**What the task asks**.
Produce a verbatim copy of the following records, leaving out all pictures.

**Extracted information**.
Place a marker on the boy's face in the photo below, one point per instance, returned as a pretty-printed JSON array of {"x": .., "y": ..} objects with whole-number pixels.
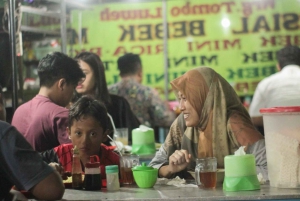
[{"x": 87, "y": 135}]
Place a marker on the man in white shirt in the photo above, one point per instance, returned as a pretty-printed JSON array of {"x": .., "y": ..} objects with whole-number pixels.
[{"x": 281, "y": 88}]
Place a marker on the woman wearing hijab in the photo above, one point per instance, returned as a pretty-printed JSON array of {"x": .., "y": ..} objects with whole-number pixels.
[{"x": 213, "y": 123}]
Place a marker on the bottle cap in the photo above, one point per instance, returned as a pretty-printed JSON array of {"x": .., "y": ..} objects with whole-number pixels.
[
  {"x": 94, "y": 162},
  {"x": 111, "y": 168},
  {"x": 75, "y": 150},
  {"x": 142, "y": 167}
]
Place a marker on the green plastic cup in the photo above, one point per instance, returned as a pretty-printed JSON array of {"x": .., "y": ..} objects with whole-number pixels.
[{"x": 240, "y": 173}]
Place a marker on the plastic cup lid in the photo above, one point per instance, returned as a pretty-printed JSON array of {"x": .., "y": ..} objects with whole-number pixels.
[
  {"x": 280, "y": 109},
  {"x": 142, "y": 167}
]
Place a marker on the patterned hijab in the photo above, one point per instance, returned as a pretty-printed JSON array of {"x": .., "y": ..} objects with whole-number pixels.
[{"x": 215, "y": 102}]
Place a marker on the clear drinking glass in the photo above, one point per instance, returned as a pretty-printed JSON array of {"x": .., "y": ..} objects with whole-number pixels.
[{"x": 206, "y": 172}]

**Task output**.
Place a marker on the boy's face in the photo below, one point per instance, returned as a pretty-printed JSON array of {"x": .., "y": ..} objects with whole-number pixels.
[{"x": 87, "y": 135}]
Place a marker on the man in white shirt in the photo above, one point per instance, returned as a pretty-printed JSON array of {"x": .., "y": ..} objects with whole-number pixels.
[{"x": 281, "y": 88}]
Place a marker on the woman wearing hijab in the photo above, one point per instance, returned as a pretty-printed JSON array of {"x": .., "y": ..} objects with whole-number pixels.
[{"x": 213, "y": 123}]
Place a marker on the bottle cap in the photo above, one point per instance, returned as a pretty-printed JSON array of {"x": .., "y": ..} objects with whole-number pixels.
[
  {"x": 94, "y": 162},
  {"x": 111, "y": 168},
  {"x": 75, "y": 150},
  {"x": 142, "y": 167}
]
Place a marker on the green plastic cup in the photo above, one point per instance, returned as a pretty-printed JSON array of {"x": .., "y": ..} objects with whole-number pixels.
[{"x": 240, "y": 173}]
Place a marker on the plastic cup lid in the photo above, one point per instance, returned as a pretty-printed JSON array of {"x": .., "y": ..} objects with whole-number pixels.
[
  {"x": 280, "y": 109},
  {"x": 142, "y": 167}
]
Place a marker on the patterned hijab in the photo above, one point per instance, returned as a pretty-printed JSON array of {"x": .., "y": ..} objects with whole-number pixels.
[{"x": 215, "y": 102}]
Place a marker on the clear drinking glass in the photo above, one point per instance, returned as a pretty-printed JSON array of {"x": .., "y": ..} objects with whole-number pixels.
[{"x": 206, "y": 172}]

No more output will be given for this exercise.